PROBLEM REQUIREMENTS: From the entries that follow, copy exactly the lines beginning at the line holding "Can you find the shirt pocket?" and continuing through the line holding "Can you find the finger?".

PROVIDED ENTRIES:
□ □ □ □ □ □ □
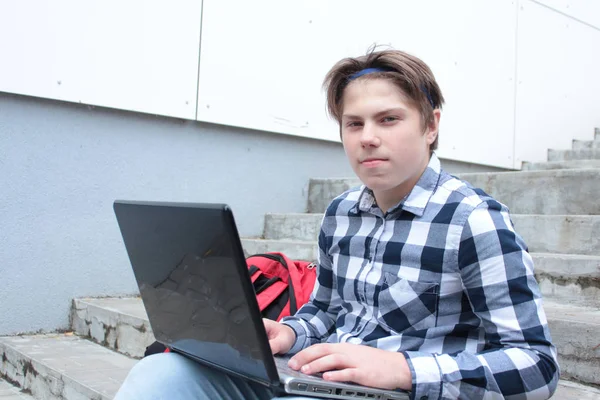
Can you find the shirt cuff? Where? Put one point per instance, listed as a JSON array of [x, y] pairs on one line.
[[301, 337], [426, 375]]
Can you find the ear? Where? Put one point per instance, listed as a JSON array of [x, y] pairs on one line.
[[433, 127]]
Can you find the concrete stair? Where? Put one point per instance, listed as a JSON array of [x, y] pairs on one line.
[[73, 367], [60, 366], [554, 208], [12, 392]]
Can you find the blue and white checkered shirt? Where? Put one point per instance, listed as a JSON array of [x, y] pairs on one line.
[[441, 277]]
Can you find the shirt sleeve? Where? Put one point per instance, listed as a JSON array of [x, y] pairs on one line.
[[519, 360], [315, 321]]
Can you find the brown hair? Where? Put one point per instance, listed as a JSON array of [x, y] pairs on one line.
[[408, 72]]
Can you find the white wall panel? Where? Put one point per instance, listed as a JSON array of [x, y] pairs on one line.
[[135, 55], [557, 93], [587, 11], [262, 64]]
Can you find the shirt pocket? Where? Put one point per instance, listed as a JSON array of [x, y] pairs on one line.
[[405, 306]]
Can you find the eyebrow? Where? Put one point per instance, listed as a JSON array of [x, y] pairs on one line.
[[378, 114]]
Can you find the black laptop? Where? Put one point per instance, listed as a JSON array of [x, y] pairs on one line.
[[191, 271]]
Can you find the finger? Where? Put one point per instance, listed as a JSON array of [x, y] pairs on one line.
□ □ □ □ □ □ □
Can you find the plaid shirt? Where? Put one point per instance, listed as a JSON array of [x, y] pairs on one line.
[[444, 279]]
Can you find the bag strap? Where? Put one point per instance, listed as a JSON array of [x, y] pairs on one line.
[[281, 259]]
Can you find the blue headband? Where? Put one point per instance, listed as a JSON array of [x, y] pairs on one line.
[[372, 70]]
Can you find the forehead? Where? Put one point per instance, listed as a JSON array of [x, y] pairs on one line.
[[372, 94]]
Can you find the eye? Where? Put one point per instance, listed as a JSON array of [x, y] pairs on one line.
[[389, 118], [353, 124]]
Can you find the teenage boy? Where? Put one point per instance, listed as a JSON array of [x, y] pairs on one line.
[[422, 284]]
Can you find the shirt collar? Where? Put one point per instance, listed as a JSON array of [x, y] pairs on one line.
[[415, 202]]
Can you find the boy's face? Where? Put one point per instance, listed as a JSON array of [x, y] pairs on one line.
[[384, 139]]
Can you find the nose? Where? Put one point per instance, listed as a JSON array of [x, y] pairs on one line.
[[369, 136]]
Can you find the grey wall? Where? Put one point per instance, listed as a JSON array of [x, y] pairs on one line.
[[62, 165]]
□ □ □ □ □ □ □
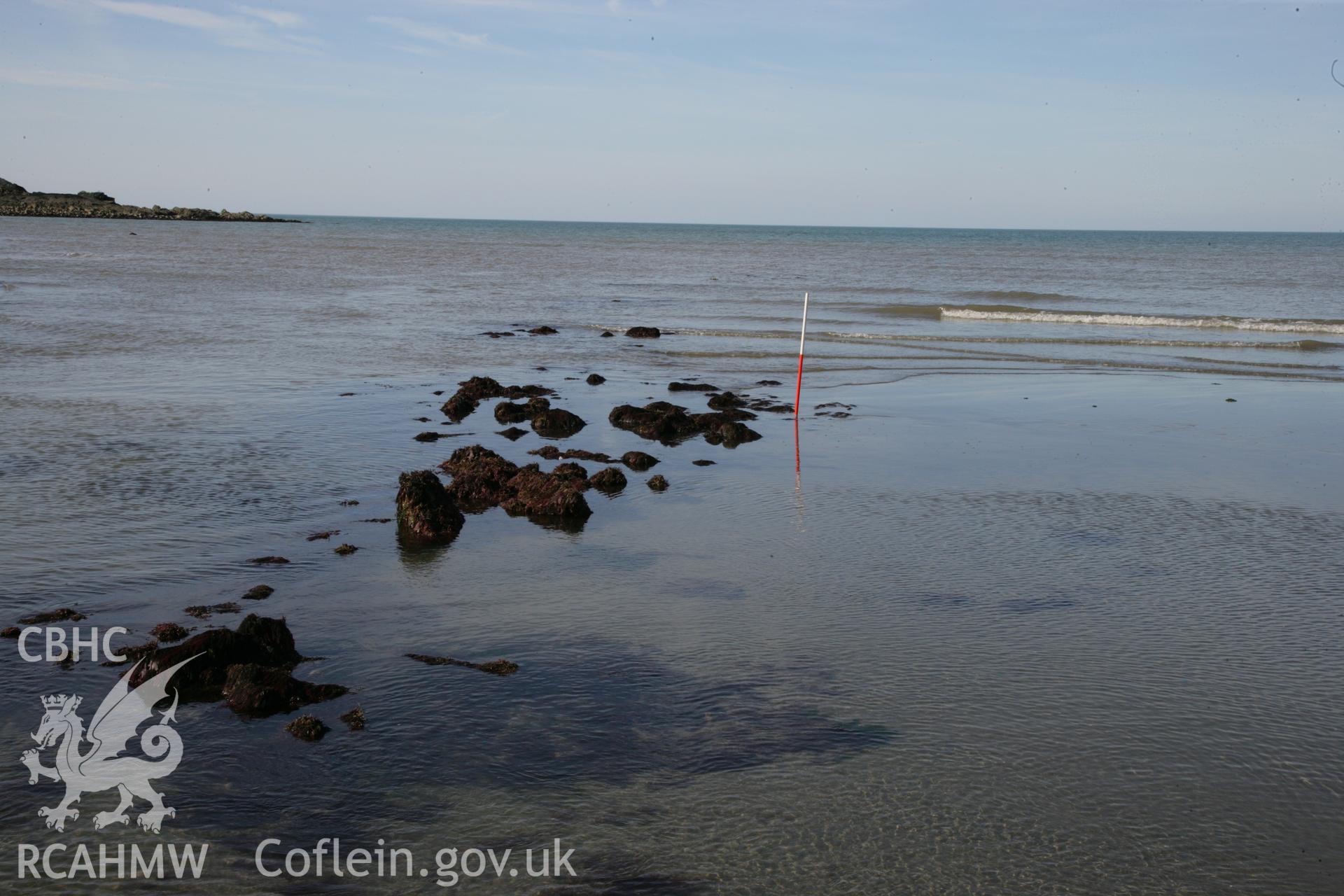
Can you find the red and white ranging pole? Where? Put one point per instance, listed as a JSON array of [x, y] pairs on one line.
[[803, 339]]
□ □ □ □ □ □ □
WRITTEN ANSWER:
Can you find the shirt pocket? Where? Put one point per instance, listed as a JSON array of [x, y] pairs on one line.
[[405, 306]]
Can you find the eyebrow? Where? Put one point per instance, listed as a JSON array of [x, y] pairs on one line.
[[378, 114]]
Can you find the black laptop? Where? Put one point per instance, listed as a JSON array of [x, y] pairs on one line.
[[191, 271]]
Can you find the finger? Where? Put one point per instance, listed as a JSON array of [x, y] pairs on one line.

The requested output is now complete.